EXCERPTED TEXT:
▶
May 22, 2020

If, like me, you find yourself buying lots of produce either from the grocery or through delivery service (we have a list of vegetable delivery services, BTW), everything will seem fine at first, especially with the sight of all this stock. But then you realize that you don’t have space in your refrigerator and frankly some of this will go bad sooner than others and you can’t eat them all at the same time.

This is not to say that vegetable stockpiling is not a good idea (it is!). Greens are easily the most nutrition-packed food you can store in quarantine. You just have to be strategic about it: plan in advance what you want to get and do with it, research what’s in season and store it properly.

Here’s a trick: Freeze vegetables you plan to use later. That way you preserve their flavor and nutrients while also having a supply of fresh ingredients you can use anytime.
◀
INFORMATION GIVEN:
▶
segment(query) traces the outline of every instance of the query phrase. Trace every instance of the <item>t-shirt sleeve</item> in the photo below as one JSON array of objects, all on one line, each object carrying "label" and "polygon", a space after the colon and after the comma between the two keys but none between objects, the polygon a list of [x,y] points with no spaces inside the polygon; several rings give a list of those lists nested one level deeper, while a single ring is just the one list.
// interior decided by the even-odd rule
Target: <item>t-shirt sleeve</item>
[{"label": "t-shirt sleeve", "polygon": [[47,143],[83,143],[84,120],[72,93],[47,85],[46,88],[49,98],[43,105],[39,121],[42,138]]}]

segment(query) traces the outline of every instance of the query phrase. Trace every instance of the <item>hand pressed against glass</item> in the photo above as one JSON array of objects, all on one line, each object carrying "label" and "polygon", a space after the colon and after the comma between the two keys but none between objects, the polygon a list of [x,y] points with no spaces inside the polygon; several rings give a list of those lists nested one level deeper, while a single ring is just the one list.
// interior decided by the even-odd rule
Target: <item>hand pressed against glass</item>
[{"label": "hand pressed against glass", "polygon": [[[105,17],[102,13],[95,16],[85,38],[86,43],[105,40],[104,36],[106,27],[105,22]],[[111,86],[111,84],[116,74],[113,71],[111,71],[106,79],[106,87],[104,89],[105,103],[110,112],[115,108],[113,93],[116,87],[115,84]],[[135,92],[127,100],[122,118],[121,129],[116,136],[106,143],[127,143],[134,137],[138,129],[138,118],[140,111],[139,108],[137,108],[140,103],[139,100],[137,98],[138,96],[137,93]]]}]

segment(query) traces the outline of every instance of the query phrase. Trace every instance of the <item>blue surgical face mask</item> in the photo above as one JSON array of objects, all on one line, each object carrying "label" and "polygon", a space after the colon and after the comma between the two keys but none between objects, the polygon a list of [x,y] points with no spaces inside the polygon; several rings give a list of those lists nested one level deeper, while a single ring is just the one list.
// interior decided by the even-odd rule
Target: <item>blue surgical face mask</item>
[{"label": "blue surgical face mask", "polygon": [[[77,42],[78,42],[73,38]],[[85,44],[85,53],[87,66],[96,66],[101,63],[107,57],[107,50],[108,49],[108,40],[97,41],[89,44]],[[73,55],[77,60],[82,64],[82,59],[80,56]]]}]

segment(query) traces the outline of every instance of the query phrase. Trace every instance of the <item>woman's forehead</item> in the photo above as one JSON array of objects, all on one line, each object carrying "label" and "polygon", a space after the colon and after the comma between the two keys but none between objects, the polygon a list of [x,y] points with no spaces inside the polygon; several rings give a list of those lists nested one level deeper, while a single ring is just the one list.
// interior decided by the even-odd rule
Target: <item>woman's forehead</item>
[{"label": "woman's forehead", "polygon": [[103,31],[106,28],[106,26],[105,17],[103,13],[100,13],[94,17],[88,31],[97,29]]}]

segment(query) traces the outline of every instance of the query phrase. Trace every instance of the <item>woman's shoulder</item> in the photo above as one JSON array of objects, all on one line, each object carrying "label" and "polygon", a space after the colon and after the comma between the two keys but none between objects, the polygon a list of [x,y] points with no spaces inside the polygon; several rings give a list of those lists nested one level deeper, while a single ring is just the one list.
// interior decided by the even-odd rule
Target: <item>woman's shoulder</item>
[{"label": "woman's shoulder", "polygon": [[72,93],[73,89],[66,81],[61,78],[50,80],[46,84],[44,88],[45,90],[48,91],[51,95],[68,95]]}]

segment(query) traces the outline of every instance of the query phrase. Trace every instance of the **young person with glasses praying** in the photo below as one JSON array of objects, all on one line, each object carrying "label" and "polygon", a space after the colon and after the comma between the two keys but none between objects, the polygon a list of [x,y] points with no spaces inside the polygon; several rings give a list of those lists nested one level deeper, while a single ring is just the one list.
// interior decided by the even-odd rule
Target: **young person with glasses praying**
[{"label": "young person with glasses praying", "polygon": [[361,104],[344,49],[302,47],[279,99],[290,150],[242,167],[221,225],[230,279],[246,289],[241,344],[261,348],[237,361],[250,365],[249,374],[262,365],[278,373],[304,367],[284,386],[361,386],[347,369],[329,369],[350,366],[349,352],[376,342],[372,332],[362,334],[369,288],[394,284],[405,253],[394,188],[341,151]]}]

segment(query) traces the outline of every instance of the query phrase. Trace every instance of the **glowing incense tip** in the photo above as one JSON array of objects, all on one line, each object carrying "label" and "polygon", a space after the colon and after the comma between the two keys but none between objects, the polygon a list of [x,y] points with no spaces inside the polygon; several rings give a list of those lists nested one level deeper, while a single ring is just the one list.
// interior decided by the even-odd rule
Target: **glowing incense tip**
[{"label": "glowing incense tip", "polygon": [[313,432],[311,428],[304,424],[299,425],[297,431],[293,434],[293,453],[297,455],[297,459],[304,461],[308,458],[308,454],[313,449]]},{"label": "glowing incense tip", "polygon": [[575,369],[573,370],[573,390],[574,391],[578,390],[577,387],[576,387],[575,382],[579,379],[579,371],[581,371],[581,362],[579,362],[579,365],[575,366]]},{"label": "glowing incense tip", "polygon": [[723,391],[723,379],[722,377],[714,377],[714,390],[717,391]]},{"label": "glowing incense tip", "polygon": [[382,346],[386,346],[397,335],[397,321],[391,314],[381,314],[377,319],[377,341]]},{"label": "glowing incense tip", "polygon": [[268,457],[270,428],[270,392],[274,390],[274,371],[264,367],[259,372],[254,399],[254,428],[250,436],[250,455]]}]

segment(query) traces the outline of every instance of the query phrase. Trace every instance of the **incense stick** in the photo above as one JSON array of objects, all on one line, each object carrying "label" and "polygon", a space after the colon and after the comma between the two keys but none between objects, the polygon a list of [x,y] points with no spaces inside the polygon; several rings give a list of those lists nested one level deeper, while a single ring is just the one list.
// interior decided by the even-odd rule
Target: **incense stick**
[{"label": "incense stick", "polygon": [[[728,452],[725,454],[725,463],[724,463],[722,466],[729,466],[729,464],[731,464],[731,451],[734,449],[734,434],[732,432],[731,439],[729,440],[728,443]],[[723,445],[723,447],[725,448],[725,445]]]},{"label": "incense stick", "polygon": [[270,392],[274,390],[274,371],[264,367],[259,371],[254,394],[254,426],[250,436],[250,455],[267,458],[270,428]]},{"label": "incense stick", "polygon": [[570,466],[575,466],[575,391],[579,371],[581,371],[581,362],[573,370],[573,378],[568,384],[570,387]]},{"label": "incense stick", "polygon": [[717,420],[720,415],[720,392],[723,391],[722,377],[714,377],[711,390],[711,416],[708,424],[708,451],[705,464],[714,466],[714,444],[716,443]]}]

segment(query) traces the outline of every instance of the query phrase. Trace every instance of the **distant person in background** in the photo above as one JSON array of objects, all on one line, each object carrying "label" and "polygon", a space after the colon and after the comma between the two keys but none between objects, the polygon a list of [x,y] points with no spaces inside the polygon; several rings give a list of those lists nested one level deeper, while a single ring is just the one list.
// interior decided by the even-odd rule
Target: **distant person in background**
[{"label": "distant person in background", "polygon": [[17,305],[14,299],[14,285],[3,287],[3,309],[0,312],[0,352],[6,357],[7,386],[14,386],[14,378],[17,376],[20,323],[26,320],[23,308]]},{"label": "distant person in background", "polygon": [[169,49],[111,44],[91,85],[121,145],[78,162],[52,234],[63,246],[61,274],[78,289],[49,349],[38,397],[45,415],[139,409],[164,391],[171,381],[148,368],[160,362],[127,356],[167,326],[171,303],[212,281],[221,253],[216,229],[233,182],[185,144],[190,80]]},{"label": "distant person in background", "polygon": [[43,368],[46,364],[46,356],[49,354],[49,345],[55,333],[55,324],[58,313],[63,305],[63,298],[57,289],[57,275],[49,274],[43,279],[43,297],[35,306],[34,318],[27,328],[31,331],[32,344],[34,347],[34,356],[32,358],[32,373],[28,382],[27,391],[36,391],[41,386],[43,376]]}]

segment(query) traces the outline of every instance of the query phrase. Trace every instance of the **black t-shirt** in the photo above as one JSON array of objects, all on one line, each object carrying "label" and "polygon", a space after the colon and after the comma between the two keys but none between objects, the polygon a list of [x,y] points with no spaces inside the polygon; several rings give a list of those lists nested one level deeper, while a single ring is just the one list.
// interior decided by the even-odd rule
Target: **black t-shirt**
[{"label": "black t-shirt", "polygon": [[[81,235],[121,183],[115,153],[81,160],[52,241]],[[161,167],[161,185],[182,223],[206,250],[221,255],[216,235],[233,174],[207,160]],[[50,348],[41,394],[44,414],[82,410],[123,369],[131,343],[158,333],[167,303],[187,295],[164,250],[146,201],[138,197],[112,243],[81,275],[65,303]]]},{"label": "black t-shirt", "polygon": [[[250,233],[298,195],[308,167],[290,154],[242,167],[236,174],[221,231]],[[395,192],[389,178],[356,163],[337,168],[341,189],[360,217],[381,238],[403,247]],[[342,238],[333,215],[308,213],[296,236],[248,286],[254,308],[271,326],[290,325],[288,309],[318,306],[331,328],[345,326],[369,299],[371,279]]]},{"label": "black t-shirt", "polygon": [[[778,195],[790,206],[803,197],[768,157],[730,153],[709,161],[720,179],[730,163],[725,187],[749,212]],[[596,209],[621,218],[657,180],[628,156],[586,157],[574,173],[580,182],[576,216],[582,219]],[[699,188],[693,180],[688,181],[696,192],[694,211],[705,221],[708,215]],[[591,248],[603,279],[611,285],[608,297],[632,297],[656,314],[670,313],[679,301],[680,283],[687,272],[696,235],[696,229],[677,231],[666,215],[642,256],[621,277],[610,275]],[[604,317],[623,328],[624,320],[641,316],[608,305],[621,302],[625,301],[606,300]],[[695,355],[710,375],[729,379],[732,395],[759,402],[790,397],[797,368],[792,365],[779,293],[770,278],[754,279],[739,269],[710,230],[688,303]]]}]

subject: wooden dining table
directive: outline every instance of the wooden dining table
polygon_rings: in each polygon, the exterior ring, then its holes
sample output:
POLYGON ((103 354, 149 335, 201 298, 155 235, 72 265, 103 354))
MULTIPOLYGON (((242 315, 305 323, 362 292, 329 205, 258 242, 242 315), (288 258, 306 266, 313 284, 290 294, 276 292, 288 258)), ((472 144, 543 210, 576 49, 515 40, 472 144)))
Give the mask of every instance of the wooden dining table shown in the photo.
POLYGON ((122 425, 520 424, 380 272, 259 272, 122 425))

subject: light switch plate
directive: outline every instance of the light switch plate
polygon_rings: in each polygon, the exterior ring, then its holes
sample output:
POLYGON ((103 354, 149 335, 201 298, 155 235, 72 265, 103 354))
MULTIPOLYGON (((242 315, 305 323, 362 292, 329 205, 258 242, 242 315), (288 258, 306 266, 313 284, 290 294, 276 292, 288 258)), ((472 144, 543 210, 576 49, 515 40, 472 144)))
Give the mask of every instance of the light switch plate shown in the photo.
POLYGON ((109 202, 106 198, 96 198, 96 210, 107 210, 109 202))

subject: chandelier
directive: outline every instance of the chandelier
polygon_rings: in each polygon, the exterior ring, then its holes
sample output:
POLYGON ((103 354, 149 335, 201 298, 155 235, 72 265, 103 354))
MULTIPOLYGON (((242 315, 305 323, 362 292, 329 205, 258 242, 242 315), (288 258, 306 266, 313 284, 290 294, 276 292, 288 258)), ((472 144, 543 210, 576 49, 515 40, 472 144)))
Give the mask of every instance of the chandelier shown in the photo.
◀
EXERCISE DIRECTIONS: Please update the passage on storing vegetables above, starting at "Here’s a trick: Freeze" and ending at "can use anytime.", and write it out again with "flavor" changed to "taste".

FINAL RESULT:
Here’s a trick: Freeze vegetables you plan to use later. That way you preserve their taste and nutrients while also having a supply of fresh ingredients you can use anytime.